Readability Age Range



Year Published

Book Review

Race for Freedom by Lois Walfrid Johnsonhas been reviewed by Focus on the Family’s marriage and parenting magazine. It is the second book in the “Freedom Seekers” series.

Plot Summary

The year is 1857. Thirteen-year-old Libby has spent the last four years with her wealthy aunt. She’s recently moved to live with her father on the side wheeler (a boat) he captains. The boat is called the Christina after Libby’s deceased mother. She’s discovered that her father and his 14-year-old cabin boy, Caleb, are helping carry escaped slaves to freedom.

Caleb has challenged her naïve thinking about slavery, and she’s now anxious to be a conductor on the Underground Railroad. Caleb and Libby have helped a young slave named Jordan flee his cruel master, Riggs. Jordan is working for Father on the Christina until he can safely reach his family and get them to freedom. But Riggs has people watching Jordan’s family, and Riggs himself is looking up and down the Mississippi river for Jordan.

As Race for Freedom begins, Father cries as he reads about the Dred Scott decision. He suggests that this recent Supreme Court ruling might even lead the country to war. Riggs and his men search the Christina but can’t find Jordan. Knowing Riggs is still suspicious, Caleb and Libby carefully watch the new passengers boarding the boat for St. Paul. They see a man with a fake moustache who may be Riggs.

Libby also meets a family of German immigrants with a young daughter about her age named Elsa. She is thin and sickly, so Libby sometimes takes food and blankets to the family as they sleep on the crowded deck. She gets in trouble after trying to sneak Elsa onto the first-class deck where there is a warm fire. She convinces Pa to let Elsa join her, Caleb and Jordan for daily lessons in his cabin so Elsa will be warm for part of each day. At one point, Libby sees Caleb watching Elsa. She almost lets her jealousy keep her from giving her new friend the help she needs.

Against Caleb’s warnings, Jordan gets off the boat in Keokuk, Iowa, in search of information about his mother’s whereabouts. Slave catchers see him and give chase. Jordan narrowly escapes. Back on the boat, he tells Caleb and Libby more about his family and how he initially escaped Riggs.

---+---

## TASKS TO COMPLETE
**1.** Answer these questions from the book review.
(a) In what year is the story set?
(b) Who is the boat Christina named after?
(c) In what town does Jordan get off the boat?
**2.** From the plot summary in the book review, list every story character who is given a personal name.

[Referring expression pointing data]
---+---

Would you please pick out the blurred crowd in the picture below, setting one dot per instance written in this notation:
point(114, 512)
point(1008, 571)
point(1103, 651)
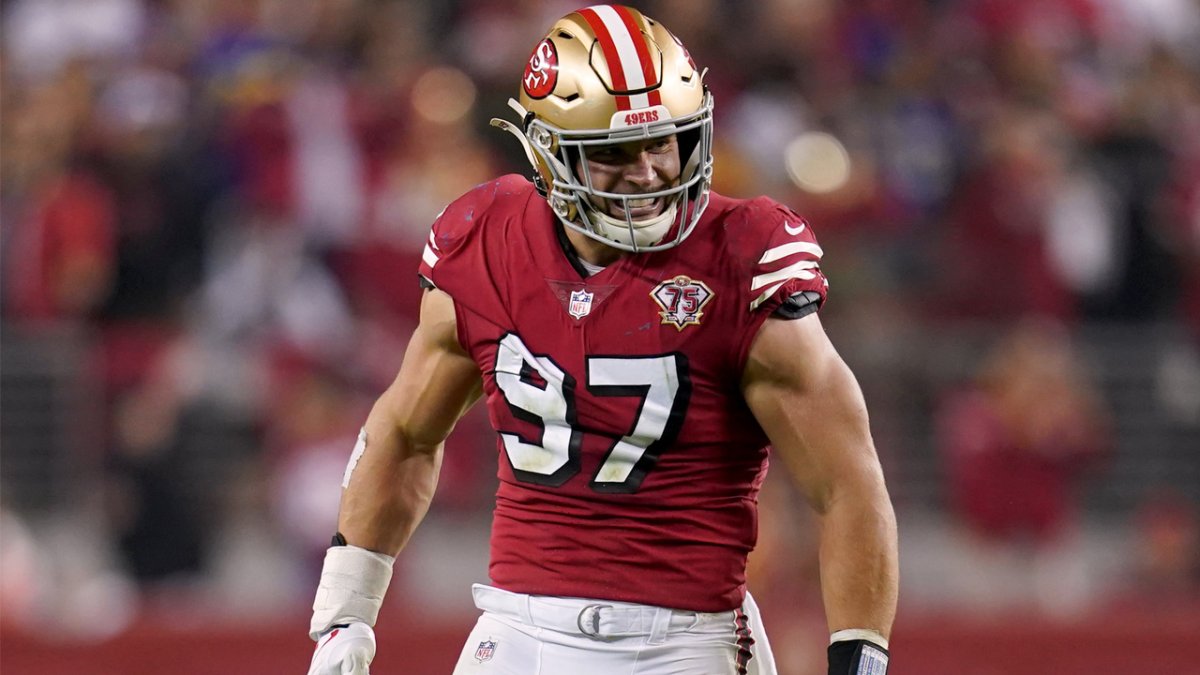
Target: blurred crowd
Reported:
point(229, 197)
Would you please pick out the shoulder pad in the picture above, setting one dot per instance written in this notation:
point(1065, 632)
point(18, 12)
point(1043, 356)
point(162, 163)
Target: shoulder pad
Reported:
point(460, 221)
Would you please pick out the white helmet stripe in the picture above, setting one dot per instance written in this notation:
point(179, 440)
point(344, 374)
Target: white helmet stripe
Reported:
point(630, 64)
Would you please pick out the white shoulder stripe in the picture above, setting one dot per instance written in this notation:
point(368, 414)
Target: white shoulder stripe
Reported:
point(762, 298)
point(772, 255)
point(429, 256)
point(797, 270)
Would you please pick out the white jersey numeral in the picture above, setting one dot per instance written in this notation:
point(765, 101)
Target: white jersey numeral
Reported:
point(541, 393)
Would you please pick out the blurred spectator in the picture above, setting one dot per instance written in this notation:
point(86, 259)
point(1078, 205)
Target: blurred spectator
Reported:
point(1167, 566)
point(1017, 442)
point(1015, 446)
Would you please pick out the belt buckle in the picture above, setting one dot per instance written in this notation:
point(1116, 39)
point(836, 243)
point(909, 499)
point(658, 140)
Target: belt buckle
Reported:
point(588, 620)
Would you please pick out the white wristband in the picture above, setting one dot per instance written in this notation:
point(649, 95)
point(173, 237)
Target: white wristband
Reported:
point(858, 634)
point(353, 583)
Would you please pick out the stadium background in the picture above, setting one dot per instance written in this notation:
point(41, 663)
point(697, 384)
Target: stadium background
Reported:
point(211, 217)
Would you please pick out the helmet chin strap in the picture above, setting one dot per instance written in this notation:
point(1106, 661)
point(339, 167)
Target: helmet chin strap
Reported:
point(516, 131)
point(645, 232)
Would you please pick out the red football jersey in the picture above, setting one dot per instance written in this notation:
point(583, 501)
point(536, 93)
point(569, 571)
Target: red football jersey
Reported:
point(629, 461)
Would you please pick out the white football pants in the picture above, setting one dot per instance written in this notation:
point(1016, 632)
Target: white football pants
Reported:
point(520, 634)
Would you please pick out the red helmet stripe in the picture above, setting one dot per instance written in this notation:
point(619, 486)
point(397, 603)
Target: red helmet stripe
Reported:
point(610, 54)
point(643, 53)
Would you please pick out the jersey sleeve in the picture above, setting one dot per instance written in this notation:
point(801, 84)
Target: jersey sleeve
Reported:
point(780, 255)
point(465, 254)
point(779, 258)
point(451, 236)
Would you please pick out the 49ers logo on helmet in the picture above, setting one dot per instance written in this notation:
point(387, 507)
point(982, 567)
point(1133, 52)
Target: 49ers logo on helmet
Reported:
point(541, 72)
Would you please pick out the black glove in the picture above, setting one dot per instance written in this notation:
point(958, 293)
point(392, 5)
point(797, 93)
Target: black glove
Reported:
point(857, 657)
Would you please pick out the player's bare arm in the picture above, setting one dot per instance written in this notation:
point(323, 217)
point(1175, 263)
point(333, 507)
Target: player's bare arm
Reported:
point(809, 404)
point(393, 482)
point(388, 487)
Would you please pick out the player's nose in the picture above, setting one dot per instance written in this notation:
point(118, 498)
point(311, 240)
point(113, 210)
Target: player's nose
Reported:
point(641, 172)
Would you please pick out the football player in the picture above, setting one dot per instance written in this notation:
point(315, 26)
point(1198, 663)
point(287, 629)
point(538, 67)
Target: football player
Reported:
point(641, 342)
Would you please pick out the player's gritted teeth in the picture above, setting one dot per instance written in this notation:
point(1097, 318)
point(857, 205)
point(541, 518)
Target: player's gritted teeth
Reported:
point(639, 209)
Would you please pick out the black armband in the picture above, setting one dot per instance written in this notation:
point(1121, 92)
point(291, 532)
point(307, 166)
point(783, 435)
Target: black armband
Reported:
point(799, 305)
point(857, 657)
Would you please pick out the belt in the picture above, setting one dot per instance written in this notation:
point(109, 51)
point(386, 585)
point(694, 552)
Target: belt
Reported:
point(594, 619)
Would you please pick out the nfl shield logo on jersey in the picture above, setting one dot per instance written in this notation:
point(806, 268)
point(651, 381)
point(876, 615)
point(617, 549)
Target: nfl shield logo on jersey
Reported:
point(581, 304)
point(485, 651)
point(682, 299)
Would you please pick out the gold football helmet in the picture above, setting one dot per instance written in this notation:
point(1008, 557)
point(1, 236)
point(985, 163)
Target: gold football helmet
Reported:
point(609, 75)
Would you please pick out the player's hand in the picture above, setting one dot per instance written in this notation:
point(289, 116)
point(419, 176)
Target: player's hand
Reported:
point(345, 650)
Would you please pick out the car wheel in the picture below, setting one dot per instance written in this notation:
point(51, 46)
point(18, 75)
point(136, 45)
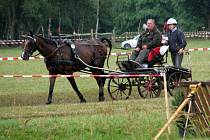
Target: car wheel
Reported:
point(127, 46)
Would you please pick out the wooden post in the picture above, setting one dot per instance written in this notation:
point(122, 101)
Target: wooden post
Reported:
point(113, 36)
point(92, 36)
point(184, 103)
point(166, 100)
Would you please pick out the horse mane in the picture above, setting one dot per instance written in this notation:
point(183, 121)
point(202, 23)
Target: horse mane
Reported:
point(48, 41)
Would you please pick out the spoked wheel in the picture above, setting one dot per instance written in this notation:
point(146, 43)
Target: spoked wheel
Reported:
point(149, 86)
point(119, 88)
point(174, 81)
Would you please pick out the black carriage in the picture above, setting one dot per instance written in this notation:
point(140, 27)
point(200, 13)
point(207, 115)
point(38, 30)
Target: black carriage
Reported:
point(148, 86)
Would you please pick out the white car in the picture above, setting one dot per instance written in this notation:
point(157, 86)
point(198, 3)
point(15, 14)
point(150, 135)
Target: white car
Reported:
point(130, 43)
point(133, 42)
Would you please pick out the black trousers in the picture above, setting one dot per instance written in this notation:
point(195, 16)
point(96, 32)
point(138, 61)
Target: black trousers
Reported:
point(177, 59)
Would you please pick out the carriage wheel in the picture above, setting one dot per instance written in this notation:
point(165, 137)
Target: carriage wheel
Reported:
point(119, 88)
point(149, 86)
point(174, 81)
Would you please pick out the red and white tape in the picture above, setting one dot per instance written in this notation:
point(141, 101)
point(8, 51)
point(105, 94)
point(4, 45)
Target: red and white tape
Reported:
point(113, 54)
point(19, 58)
point(11, 42)
point(198, 49)
point(76, 75)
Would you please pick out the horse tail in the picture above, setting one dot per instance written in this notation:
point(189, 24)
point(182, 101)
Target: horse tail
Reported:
point(110, 48)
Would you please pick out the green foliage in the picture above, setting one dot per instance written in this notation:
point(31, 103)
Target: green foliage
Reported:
point(80, 15)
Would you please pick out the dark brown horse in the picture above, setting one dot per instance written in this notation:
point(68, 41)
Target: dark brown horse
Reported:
point(62, 59)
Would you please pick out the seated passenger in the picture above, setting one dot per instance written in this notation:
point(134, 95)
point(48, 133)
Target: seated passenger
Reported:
point(147, 41)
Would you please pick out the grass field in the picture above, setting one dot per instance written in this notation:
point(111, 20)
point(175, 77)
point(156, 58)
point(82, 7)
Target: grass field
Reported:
point(24, 115)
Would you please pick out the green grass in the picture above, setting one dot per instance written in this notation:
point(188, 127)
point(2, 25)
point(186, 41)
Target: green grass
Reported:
point(24, 115)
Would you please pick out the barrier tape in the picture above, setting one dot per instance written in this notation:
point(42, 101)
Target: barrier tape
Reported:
point(11, 42)
point(113, 54)
point(82, 76)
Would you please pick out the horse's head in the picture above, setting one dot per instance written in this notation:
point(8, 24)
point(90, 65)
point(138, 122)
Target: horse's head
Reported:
point(29, 47)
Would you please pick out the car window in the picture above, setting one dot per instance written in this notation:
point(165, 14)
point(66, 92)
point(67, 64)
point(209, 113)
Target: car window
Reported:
point(136, 37)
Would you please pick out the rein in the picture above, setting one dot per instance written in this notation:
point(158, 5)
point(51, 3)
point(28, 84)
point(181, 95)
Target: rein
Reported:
point(54, 51)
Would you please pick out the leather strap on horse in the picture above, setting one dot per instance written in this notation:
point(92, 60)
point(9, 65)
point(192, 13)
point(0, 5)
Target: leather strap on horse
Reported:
point(54, 51)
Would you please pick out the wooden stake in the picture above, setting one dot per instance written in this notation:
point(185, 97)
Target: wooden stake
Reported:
point(166, 100)
point(173, 116)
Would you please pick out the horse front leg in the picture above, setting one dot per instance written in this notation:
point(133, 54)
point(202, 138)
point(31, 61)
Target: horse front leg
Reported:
point(74, 86)
point(101, 82)
point(52, 84)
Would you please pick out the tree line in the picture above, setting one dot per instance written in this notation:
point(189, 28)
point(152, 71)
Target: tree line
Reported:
point(80, 16)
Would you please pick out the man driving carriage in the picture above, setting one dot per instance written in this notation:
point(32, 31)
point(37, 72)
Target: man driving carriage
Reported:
point(147, 41)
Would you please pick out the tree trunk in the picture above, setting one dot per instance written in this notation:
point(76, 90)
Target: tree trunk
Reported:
point(208, 18)
point(97, 22)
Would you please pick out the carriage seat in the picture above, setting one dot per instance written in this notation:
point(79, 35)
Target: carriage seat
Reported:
point(155, 56)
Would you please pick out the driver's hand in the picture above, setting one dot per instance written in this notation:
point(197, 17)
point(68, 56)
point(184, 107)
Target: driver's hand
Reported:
point(137, 49)
point(181, 51)
point(144, 47)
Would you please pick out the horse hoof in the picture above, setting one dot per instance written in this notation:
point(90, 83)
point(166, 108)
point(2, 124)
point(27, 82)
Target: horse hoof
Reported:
point(83, 101)
point(101, 98)
point(49, 102)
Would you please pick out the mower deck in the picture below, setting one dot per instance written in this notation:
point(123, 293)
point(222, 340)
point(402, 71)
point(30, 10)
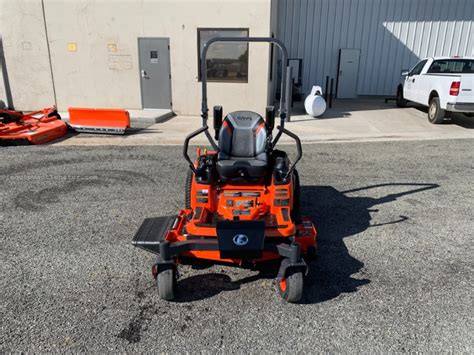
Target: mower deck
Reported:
point(164, 237)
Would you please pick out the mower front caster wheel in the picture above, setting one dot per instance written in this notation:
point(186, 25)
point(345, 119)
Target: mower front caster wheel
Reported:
point(166, 282)
point(290, 287)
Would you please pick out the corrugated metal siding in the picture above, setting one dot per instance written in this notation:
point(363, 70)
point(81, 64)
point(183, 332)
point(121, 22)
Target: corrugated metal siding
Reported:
point(391, 34)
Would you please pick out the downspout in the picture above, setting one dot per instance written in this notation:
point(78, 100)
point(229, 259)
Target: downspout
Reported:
point(49, 53)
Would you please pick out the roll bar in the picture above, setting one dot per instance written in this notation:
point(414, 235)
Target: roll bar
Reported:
point(283, 104)
point(285, 84)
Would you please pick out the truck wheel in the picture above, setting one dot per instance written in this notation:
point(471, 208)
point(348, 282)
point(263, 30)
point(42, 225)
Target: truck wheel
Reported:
point(166, 281)
point(291, 287)
point(435, 112)
point(401, 102)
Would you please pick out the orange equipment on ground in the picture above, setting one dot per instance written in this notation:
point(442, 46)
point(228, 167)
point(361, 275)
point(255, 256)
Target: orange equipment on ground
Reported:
point(36, 127)
point(99, 120)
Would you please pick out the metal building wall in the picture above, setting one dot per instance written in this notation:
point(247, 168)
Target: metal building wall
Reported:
point(391, 35)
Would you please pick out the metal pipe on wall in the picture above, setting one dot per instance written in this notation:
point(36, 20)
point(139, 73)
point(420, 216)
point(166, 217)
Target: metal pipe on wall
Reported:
point(289, 91)
point(6, 82)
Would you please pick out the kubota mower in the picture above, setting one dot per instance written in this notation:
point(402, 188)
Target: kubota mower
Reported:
point(36, 127)
point(242, 198)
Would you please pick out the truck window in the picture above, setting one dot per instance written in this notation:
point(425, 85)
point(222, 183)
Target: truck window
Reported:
point(418, 68)
point(453, 66)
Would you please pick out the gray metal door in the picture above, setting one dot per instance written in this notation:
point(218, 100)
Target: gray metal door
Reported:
point(155, 74)
point(347, 75)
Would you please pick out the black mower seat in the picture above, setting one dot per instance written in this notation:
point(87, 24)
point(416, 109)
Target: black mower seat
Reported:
point(242, 143)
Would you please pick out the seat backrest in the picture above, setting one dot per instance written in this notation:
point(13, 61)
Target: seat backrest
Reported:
point(242, 135)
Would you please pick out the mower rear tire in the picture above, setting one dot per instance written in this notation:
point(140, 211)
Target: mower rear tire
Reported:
point(290, 287)
point(166, 281)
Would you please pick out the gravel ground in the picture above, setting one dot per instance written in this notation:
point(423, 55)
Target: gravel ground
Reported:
point(395, 271)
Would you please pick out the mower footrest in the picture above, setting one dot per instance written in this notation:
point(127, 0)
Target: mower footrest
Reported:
point(153, 231)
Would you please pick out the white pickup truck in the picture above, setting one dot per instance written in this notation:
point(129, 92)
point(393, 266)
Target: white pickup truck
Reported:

---+---

## RESPONSES
**1.**
(a) 1857
(b) Libby's deceased mother
(c) Keokuk, Iowa

**2.** Libby, Caleb, Jordan, Riggs, Elsa